Given records >>
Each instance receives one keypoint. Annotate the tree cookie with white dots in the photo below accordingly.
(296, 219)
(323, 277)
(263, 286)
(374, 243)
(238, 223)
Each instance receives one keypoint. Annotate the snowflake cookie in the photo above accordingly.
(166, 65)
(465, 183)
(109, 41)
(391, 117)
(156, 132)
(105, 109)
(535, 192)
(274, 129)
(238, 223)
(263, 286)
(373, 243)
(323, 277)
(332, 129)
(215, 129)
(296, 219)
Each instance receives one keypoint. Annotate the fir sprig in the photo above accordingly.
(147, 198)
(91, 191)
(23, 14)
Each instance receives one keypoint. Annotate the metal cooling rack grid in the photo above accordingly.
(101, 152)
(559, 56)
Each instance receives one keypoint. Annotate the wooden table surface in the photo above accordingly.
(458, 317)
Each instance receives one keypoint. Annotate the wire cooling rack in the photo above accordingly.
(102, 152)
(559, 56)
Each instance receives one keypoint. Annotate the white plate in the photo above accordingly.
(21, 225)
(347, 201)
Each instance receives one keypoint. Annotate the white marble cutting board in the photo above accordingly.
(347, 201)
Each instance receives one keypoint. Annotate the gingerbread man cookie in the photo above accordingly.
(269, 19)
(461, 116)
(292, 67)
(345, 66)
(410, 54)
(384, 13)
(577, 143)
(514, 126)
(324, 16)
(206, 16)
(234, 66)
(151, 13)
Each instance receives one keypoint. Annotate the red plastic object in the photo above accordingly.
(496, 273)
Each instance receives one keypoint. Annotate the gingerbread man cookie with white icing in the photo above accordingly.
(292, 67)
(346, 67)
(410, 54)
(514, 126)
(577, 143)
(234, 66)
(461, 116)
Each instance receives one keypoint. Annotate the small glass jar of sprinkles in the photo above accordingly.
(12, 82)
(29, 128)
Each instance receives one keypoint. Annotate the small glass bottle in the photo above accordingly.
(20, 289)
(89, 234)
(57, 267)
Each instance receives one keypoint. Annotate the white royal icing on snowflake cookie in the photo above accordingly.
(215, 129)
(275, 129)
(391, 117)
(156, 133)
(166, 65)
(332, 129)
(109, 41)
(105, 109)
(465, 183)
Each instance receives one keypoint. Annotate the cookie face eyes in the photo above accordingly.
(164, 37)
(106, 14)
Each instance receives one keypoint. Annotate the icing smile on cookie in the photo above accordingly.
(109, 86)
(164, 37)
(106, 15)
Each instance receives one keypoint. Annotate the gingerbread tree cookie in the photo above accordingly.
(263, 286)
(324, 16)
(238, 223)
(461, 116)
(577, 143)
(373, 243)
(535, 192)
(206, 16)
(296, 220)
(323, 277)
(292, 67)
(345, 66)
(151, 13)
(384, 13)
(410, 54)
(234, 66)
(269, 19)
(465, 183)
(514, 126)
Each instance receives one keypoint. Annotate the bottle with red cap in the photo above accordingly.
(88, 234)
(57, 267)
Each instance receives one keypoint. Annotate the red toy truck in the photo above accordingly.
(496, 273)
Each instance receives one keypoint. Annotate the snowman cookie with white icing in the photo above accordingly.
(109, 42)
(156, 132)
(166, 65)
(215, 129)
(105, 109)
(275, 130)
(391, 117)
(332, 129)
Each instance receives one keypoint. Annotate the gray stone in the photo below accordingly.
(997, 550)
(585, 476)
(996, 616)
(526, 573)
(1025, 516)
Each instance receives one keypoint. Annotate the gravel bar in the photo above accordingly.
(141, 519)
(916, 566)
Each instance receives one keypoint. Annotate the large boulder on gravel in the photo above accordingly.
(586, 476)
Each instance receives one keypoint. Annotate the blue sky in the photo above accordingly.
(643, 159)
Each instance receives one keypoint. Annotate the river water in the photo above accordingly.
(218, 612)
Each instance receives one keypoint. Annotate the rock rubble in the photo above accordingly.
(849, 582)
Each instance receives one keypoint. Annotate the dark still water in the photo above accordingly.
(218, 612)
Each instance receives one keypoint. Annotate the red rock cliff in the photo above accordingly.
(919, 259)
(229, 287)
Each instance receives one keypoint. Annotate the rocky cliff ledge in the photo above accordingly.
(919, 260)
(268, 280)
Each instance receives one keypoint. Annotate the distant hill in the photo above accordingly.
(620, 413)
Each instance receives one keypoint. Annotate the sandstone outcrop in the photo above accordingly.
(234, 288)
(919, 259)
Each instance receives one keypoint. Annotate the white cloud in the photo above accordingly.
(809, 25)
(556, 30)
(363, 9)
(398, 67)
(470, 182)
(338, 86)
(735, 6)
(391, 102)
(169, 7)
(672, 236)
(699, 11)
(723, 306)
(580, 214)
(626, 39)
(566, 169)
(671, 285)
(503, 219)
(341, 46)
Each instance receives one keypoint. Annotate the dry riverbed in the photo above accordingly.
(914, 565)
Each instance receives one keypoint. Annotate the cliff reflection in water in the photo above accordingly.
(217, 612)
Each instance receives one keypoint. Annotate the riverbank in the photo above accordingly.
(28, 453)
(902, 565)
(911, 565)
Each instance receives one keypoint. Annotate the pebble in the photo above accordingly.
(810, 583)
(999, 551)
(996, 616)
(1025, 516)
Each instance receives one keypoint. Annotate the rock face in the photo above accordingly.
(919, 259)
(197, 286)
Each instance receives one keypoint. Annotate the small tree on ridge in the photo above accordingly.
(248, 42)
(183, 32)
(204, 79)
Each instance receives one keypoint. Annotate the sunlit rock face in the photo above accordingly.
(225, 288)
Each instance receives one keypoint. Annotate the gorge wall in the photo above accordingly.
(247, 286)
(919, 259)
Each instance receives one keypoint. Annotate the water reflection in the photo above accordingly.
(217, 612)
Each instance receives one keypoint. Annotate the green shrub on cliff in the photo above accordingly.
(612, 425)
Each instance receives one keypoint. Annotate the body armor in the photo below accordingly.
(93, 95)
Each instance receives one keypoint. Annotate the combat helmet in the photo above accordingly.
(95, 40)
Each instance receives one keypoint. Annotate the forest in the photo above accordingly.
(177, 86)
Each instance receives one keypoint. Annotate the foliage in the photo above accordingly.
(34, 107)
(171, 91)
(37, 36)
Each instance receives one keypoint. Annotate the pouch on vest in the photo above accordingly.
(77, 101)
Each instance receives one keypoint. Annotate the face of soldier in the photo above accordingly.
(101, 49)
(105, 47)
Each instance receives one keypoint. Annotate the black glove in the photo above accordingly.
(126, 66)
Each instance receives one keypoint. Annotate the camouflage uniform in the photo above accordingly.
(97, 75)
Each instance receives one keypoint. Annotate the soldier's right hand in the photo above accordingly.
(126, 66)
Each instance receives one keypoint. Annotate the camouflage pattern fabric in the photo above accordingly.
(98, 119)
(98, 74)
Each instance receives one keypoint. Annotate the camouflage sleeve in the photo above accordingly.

The task >> Produce an exact copy of all the records.

Correct answer >>
Each instance receives one keypoint. Annotate the tree cookie with white dots in the photo below accordingly.
(296, 219)
(323, 277)
(263, 286)
(374, 243)
(238, 223)
Each instance receives one keypoint. Annotate the snowflake cookie in the photo above accordingly.
(166, 65)
(465, 183)
(109, 41)
(391, 117)
(156, 132)
(105, 109)
(535, 192)
(274, 129)
(238, 223)
(263, 286)
(373, 243)
(323, 277)
(332, 129)
(215, 129)
(296, 219)
Each instance receives one keypoint. Annotate the fir sprig in the photo above accordingly.
(147, 198)
(91, 191)
(23, 14)
Each instance receives one keypoint. Annotate the metal cooling rack grid in the photo above accordingly.
(101, 152)
(559, 56)
Each instance receives one keypoint. Annotate the wooden table surface in the photo above accordingly.
(458, 317)
Each instance receives one keypoint. Annotate the wire cooling rack in the photo above accordingly.
(102, 152)
(559, 56)
Each instance receives one keypoint. Annotate the white plate in the photo above accordingly.
(21, 225)
(347, 201)
Each instance receives one keypoint. Annotate the white marble cutting board in the photo above accordingly.
(347, 201)
Each instance receives one keypoint. Annotate the gingerbread man cookie in the photo above accordingly.
(269, 19)
(461, 116)
(292, 67)
(345, 66)
(410, 54)
(384, 13)
(577, 143)
(514, 126)
(324, 16)
(206, 16)
(234, 66)
(151, 13)
Each instance receives one keypoint. Annotate the red plastic object in the photo above accordingly.
(496, 273)
Each instance receives one keypoint. Annotate the gingerbread man cookie with white icing in the photo above accordingly.
(292, 67)
(346, 67)
(410, 54)
(514, 126)
(577, 143)
(234, 66)
(461, 116)
Each instance receives one keypoint. Annotate the small glass jar of sprinkles in the photo above accordingly.
(12, 82)
(29, 128)
Each instance receives one keypoint. Annotate the small glass bottle in the photo above accordingly.
(20, 289)
(89, 234)
(57, 267)
Each instance receives one keypoint. Annotate the white royal icing on snowflake cookie in the photo above accordingly.
(215, 129)
(275, 129)
(391, 117)
(156, 133)
(166, 65)
(332, 129)
(109, 41)
(105, 109)
(465, 183)
Each instance receives one keypoint. Annotate the cookie face eyes in the photo above accordingly.
(164, 37)
(106, 14)
Each instance receives one keypoint. Annotate the icing smile on cookie in the photo above accordingly.
(109, 86)
(164, 37)
(106, 15)
Each instance receives one keypoint. Annotate the gingerbread tree cookie in the photo above accordingly.
(263, 286)
(324, 16)
(238, 223)
(461, 116)
(577, 143)
(373, 243)
(535, 192)
(206, 16)
(296, 220)
(323, 277)
(292, 67)
(345, 66)
(151, 13)
(384, 13)
(410, 54)
(234, 66)
(269, 19)
(465, 183)
(514, 126)
Each instance receives one keypoint. Annotate the bottle with red cap in the photo above accordingly.
(88, 234)
(57, 267)
Each instance receives one keypoint. Annotate the red toy truck in the photo above accordingly.
(496, 273)
Each instance receives one keypoint. Annotate the snowman cookie with white icing in the photo above accordingly.
(109, 42)
(156, 132)
(166, 65)
(215, 129)
(105, 109)
(275, 130)
(391, 117)
(332, 129)
Each instance receives one keypoint. Annotate the gray stone in the photo below accordingly.
(997, 550)
(585, 476)
(996, 616)
(526, 573)
(1025, 516)
Each instance receives one keypoint. Annotate the gravel bar in the photo above accordingly.
(141, 519)
(916, 566)
Each instance receives one keypoint. Annotate the large boulder on gravel in the photo above accordingly.
(586, 476)
Each instance receives one keypoint. Annotate the blue sky in the photo above accordingly.
(643, 159)
Each instance receives one keypoint. Annotate the river water in the photo above accordingly.
(218, 612)
Each instance receives one keypoint. Annotate the rock rubble in the photo above accordingly.
(849, 582)
Each instance receives one keypoint. Annotate the dark still water in the photo above accordingly.
(218, 612)
Each instance receives one keypoint. Annotate the red rock cliff in the photo above accordingly.
(919, 259)
(229, 287)
Each instance receives one keypoint. Annotate the rocky cliff ledge in the photo above accordingly.
(919, 260)
(268, 280)
Each instance receives one keypoint. Annotate the distant hill in the photo above accordingly.
(620, 413)
Each instance receives one keypoint. Annotate the sandstone outcrop in the photo above accordingly.
(234, 288)
(919, 259)
Each instance receives one keypoint. Annotate the white cloud in the photo above accordingly.
(809, 25)
(556, 30)
(363, 9)
(398, 67)
(470, 182)
(338, 86)
(735, 6)
(391, 102)
(169, 7)
(672, 236)
(699, 11)
(723, 306)
(580, 214)
(626, 39)
(566, 169)
(671, 285)
(503, 219)
(341, 46)
Each instance receives one keypoint. Annotate the dry riverbed in the photo above accordingly.
(914, 565)
Each instance receives one keypoint. Annotate the cliff reflection in water in the photo above accordingly.
(217, 612)
Each instance receives one keypoint. Annotate the riverbank in the photo above accordingly.
(28, 453)
(902, 565)
(911, 565)
Each instance receives one keypoint. Annotate the pebble in the photo above accordingly.
(810, 583)
(999, 551)
(996, 616)
(1025, 516)
Each instance receives one keypoint. Annotate the rock face in the photo above accordingly.
(919, 259)
(197, 286)
Each instance receives one keypoint. Annotate the small tree on ridge in the photo above accordingly.
(248, 42)
(183, 32)
(204, 79)
Each instance receives one keypoint. Annotate the sunlit rock face in the photo above accordingly.
(225, 288)
Each instance receives one keypoint. Annotate the gorge wall in the photo above accordingly.
(247, 286)
(919, 259)
Each instance receives one keypoint. Annotate the water reflection in the photo above accordingly.
(217, 612)
Each instance receives one keypoint. Annotate the green shrub on cliff in the photo above accordingly.
(612, 425)
Each instance receives one keypoint. Annotate the body armor in the photo below accordingly.
(93, 95)
Each instance receives one keypoint. Annotate the combat helmet in the photo above accordingly.
(95, 40)
Each instance receives one keypoint. Annotate the forest in the photo above accordingly.
(177, 86)
Each instance receives one keypoint. Annotate the foliage in the photo above accordingly.
(34, 107)
(171, 91)
(37, 36)
Each instance receives one keypoint. Annotate the pouch on vest in the photo above accordingly.
(77, 101)
Each instance receives one keypoint. Annotate the face of soldier in the photo above accordingly.
(101, 49)
(105, 47)
Each instance receives one keypoint. Annotate the black glove in the photo above accordingly.
(126, 66)
Each instance receives one keypoint. Annotate the camouflage uniform in the photo above accordingly.
(97, 75)
Each instance receives one keypoint. Annotate the soldier's right hand in the photo above accordingly.
(126, 66)
Each instance receives one keypoint. Annotate the camouflage pattern fabric in the photo above accordingly.
(98, 119)
(98, 74)
Each instance receives one keypoint. Annotate the camouflage sleeve in the photo above accordingly.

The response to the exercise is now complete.